**Problem to solve:** Would you please give every entry again exactly, without the pictures?

■ ■ ■

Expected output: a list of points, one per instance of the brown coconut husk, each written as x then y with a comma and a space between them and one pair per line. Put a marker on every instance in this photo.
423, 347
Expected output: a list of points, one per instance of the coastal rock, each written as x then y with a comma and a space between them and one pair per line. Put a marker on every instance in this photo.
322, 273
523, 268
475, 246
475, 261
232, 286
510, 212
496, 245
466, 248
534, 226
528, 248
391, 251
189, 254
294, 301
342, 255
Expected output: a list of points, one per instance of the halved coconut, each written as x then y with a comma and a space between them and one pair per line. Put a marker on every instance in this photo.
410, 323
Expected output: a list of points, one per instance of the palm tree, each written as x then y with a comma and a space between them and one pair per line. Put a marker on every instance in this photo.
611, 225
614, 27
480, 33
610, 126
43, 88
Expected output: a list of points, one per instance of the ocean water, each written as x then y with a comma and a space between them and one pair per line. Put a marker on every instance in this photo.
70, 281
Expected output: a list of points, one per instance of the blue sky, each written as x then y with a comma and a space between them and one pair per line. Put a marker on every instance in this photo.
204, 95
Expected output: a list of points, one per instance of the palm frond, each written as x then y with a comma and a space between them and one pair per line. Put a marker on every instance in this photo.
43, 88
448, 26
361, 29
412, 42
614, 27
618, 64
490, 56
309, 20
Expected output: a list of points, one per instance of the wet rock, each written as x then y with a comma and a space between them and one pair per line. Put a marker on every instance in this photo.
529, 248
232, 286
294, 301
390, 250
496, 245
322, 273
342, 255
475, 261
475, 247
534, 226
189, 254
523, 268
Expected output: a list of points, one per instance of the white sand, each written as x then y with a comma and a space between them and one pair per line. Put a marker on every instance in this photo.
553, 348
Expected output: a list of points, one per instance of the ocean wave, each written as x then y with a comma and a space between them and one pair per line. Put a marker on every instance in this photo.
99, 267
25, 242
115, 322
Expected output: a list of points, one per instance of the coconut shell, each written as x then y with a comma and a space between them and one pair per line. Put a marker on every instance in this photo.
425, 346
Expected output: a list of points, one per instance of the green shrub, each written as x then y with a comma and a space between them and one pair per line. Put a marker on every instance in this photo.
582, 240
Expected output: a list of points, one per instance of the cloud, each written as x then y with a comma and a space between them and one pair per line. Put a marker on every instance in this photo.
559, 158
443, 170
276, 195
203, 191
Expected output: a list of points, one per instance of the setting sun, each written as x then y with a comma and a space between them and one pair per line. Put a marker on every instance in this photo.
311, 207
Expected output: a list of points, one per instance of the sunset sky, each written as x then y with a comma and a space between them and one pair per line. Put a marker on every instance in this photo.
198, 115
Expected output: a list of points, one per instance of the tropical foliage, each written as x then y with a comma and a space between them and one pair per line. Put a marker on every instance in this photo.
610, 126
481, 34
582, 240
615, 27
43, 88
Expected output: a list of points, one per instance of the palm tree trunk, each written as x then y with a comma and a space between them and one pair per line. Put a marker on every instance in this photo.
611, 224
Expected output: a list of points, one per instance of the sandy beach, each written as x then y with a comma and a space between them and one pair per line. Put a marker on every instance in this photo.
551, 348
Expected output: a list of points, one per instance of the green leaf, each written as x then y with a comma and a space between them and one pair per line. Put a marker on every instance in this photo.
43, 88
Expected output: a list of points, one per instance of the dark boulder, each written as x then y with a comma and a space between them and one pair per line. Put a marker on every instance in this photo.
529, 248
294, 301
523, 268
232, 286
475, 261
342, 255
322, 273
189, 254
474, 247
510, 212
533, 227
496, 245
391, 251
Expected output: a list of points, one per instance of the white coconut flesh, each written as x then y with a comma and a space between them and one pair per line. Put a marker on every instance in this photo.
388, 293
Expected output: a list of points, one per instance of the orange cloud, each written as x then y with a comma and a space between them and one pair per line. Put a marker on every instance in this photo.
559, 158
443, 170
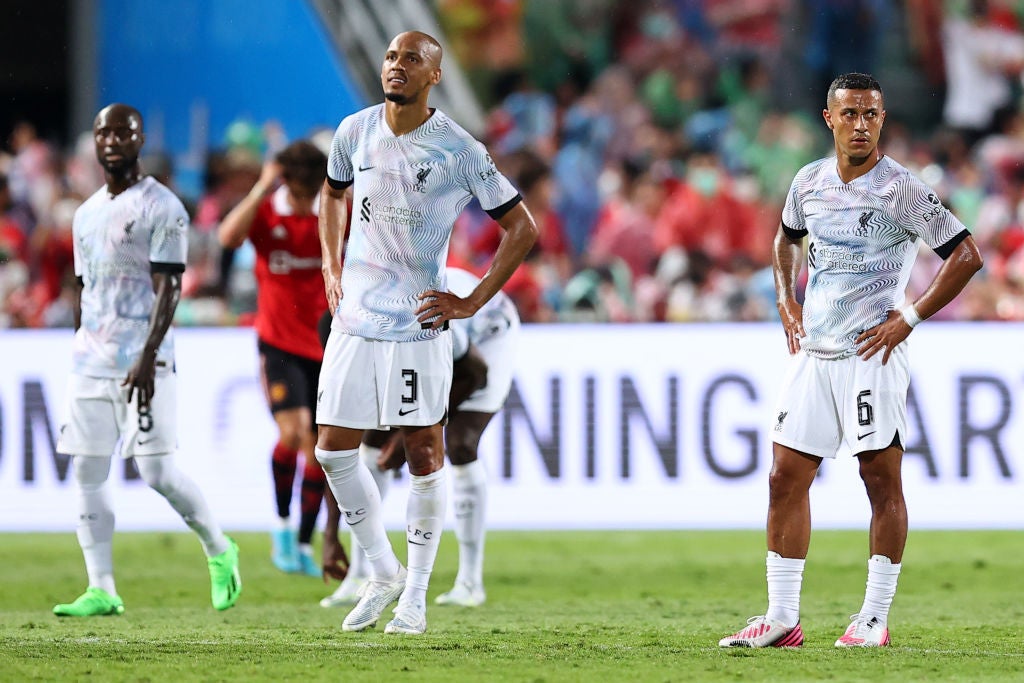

■ ■ ■

**Exercise output:**
Expected output: a list of points, one per instance of the brown coconut husk, each written as x then y with a comma and a space between them and one pair per line. Put a marker on every instance in this photo.
423, 347
Expected output: a list of points, one per instance of the coastal rock, each written as x then y with a comma and a space between them and one pair per line. Put a marker on every instance in this photo.
322, 273
523, 268
475, 246
475, 261
232, 286
510, 212
496, 245
466, 248
534, 226
528, 248
391, 251
189, 254
294, 301
342, 255
Expected output: a list of points, one per instance of the halved coconut, each written as x then y with a comma and a space between them and one pair per line. Put a marker on every instance in this photo.
410, 323
Expected output: a list of points, one per instance of the palm tree, each written as x then y with a comma and a space between them and one pair per line. Put a marker on every instance in this photo.
611, 225
614, 27
480, 33
610, 126
43, 88
Expected output: a list of points, one per instance of the ocean water, each written as x then y with a comma and a space between them and one pair per line. Put a marker on every instance in this photo.
70, 281
Expected output: a list of points, one per instance of the blue sky, each written as x then y with a comma and a space between them and one pair per line. Put a marker on every instance in this photo.
204, 95
Expected output: a list of points, one per instance of the palm frond, each written as x then y with a comma and a space between them and one pair per line. Put a marker on every instance in this photo.
43, 88
448, 26
361, 29
412, 42
614, 27
618, 64
490, 56
309, 20
Expected output: a list of points, one per instance of the wet rock, each written as x then y with a comma and a space between them and one pair per line. Put a marker on every instance in this photo.
529, 248
232, 286
294, 301
390, 250
496, 245
322, 273
342, 255
475, 261
475, 247
534, 226
189, 254
523, 268
Expected output: a list of points, one per instance of the white sand, each written as x then y with a comma and a space between them and one pair per line. Put a marker on every instance in this photo.
553, 348
Expected output: a list of points, one per instance of the ocean wave, each written as x then y with a comma and a space between them and one pair per line. Put a marker on every instance in this photo.
99, 267
25, 242
115, 322
Expected output: a list of points, one per instance of the coconut shell, each written as x then y with a comma and a space between them and one pair per line. Put a marker on every instance in this photo.
425, 346
Expected output: a list of points, one per instance of the green shrub, each written as x then y with a comma and a space between them and one pair per line. Put a marker on every instance in this photo.
582, 240
Expected output: a list of points, one per instance of the cloud, each written as x then y with a comma and a space between them and one pair per line. Put a marker on every instance in this photo.
559, 158
443, 170
276, 195
203, 191
Expected output: a list of points, one per instance of the setting sun, each written as x then y with a comma and a space between them and one pair per line. Put a marker on every instance in this photo.
311, 207
Expected output: a list of points, one per instance of the sunset sky, each written as x then y with a comma and a space between them and one pair per line. Put a marker on every instance in this photo.
198, 115
Expected output: a list of points, one per instance of the tropical foliage, each written as x then y with a comma and a space between them and one pair per line. Put a marker on every instance in this photo.
610, 126
481, 34
582, 240
615, 27
43, 88
Expected output: a list of points, one per instance of the palm tree trunk, each written as x then y with a comma and a space between them and one pair per line. Put a marker on every instance in this photo.
611, 224
Expected output: a list of points, one per instance of the sandy beach, each written as x then y with a comma and a space between them and one pair per line. Put a marker on every instance in this photo.
551, 348
Expected output: a list of points, one per instance of the green leaf, each written as x then y with a comma and a space between them and one pair per line. Put a marker on every instance in this photo.
43, 88
Expected output: a list of points, one per instance of the dark boulder, each written as x then y with a comma and a space between them and one pair per line. Put a marker on every instance in this photo.
529, 248
294, 301
523, 268
232, 286
475, 261
342, 255
322, 273
189, 254
474, 247
510, 212
533, 227
496, 245
391, 251
Expected output: a list of points, one per instance of the white coconut flesh, each written as x then y with a comma and a space between them and one pair per line. Put a marker on every instance in this photo.
388, 293
Expected output: a list of points, one per instance of the orange cloud, each written as x then y with a comma and a space between them and one pair per line. Put a marker on every instance in this photo.
559, 158
443, 170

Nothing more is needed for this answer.